* Exercise instructions
A: Check the thesis ideas notes below and answer yes or no to each of these statements, quoting the exact words that decide each answer: (i) The synthesis idea names state space explosion as its key risk. (ii) The adaptive control idea keeps adaptation to parameter tuning. (iii) The runtime monitoring idea calls for two fallback controllers.
B: Please write the next part of the thesis ideas notes below, picking up after their final line.

--- begin Page text ---

Obsidian/Zettelkasten/Fleeting Notes/Editing/thesis_ideas_notes.md

# Notes on [[thesis-ideas-2025-07-30]]

What needs done:

- [X] 1 needs edited and reviewed
    - [X] Review outcomes. I really don't like outcome
    number 1.

- [X] Review and edit 2

- [X] Review and edit 3
    - [X] Write an impact section

- [X] Review and edit 4
    - [X] Needs more goal 

- [X] Review and edit 5

- [X] Review and edit 6

## Discussion Cheat Sheet

Chat helped with this

### Temporal Logic Specifications for Autonomous Controller
Synthesis
- **Feasibility:** ★★★★★  
- **Impact:** ★★★★☆  
- **Merit:** ★★★★★  

**Scope Boundaries:**  Focus on one subsystem (e.g., rod
supervisory control), one specification language, and
existing synthesis tools (TLA+, FRET, Strix).  

**Key Risk:**  State space explosion during synthesis could
make controller generation intractable.  

**Mitigation Strategy:**  Use bounded abstractions,
compositional synthesis, and validate the synthesized
controller on a high-fidelity simulation before scaling up.

---

### Formally Verified Runtime Monitoring and Fallback
- **Feasibility:** ★★★★★  
- **Impact:** ★★★★☆  
- **Merit:** ★★★★☆  

**Scope Boundaries:**  Single primary controller with one
fallback controller, one LTL specification set, and
integration with ARCADE.  

**Key Risk:**  Limited novelty if scoped too narrowly or
perceived as a straightforward engineering integration.  

**Mitigation Strategy:**  Emphasize automation of
specification-to-monitor translation, nuclear-specific
verification, and proof artifact generation to show novelty.

---

### Verified Adaptive Control
- **Feasibility:** ★★★★☆  
- **Impact:** ★★★★☆  
- **Merit:** ★★★★☆  

**Scope Boundaries:**  One subsystem (rod control), one
adaptation method, runtime contract monitoring only.  

**Key Risk:**  Over-scoping to multiple adaptation targets
or attempting plant-wide adaptive control.  

**Mitigation Strategy:**  Pick representative degradation
types (e.g., HX fouling, pump efficiency drop); limit
adaptation to parameter tuning inside pre-verified safe
envelopes.

---

### Integrating Shielding into Nuclear Power Control
- **Feasibility:** ★★★★☆  
- **Impact:** ★★★★☆  
- **Merit:** ★★★★☆  

**Scope Boundaries:**  One ML control task (e.g., startup or
load-following), one shield synthesis approach from temporal
logic.

--- end Page text ---
--- begin Extracted information ---

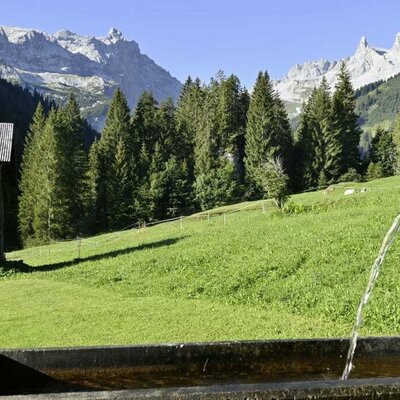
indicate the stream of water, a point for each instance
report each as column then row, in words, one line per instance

--- end Extracted information ---
--- begin Extracted information ---

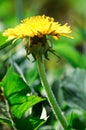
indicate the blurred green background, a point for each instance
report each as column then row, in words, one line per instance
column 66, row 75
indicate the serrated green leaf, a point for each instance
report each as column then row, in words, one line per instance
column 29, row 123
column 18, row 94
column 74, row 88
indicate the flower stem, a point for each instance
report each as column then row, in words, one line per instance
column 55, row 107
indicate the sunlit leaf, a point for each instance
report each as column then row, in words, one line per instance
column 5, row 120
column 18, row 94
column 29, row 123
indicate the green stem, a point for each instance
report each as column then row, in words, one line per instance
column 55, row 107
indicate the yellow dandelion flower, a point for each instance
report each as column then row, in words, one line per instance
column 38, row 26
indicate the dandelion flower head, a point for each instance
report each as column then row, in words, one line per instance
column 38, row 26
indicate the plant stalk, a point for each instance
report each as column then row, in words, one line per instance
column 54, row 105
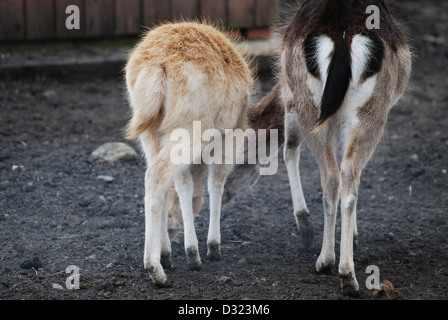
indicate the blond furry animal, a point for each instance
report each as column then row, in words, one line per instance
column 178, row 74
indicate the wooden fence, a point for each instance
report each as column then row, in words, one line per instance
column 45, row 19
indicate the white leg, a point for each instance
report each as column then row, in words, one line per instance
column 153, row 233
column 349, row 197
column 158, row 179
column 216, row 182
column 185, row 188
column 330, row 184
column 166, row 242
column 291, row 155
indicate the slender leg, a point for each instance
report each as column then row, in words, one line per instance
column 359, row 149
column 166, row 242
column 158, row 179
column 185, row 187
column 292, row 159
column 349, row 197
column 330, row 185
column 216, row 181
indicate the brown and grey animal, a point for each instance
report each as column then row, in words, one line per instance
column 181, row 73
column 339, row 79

--- end Extracted information ---

* Answers provided
A:
(i) Yes: "State space explosion during synthesis could make controller generation intractable."
(ii) Yes: "limit adaptation to parameter tuning inside pre-verified safe envelopes"
(iii) No: "Single primary controller with one fallback controller"

B:
**Key Risk:**  Regulatory and industry reluctance toward ML
in safety-critical nuclear applications.  

**Mitigation Strategy:**  Demonstrate shielding benefits for
both ML and conventional controllers to broaden acceptance.

---

### Improved: Data-Driven Fault Detection Using
High-Assurance Digital Twins
- **Feasibility:** ★★★★☆  
- **Impact:** ★★★★☆  
- **Merit:** ★★★★☆  

**Scope Boundaries:**  Limit to 3–4 high-impact fault types
(e.g., secondary coolant loss, HX fouling, sensor drift),
residual-based detection with physics-informed models.  

**Key Risk:**  Scope creep into too many fault scenarios or
overly complex ML methods.  

**Mitigation Strategy:**  Focus on explainable,
physics-informed detection; tie mitigation responses
directly to NRC-aligned safety procedures.

---

### Formally Verified Neural Network Control of Control Rod
System
- **Feasibility:** ★★★☆☆  
- **Impact:** ★★★★☆  
- **Merit:** ★★★☆☆  

**Scope Boundaries:**  Small, well-structured NN
architecture; bounded state space; one primary safety
property (shutdown margin).  

**Key Risk:**  Scalability issues in SMT/MILP verification
for larger or more complex networks.  

**Mitigation Strategy:**  Constrain network size and
complexity; limit verification domain to tractable operating
regions; focus on proof-of-concept that shows
nuclear-specific applicability.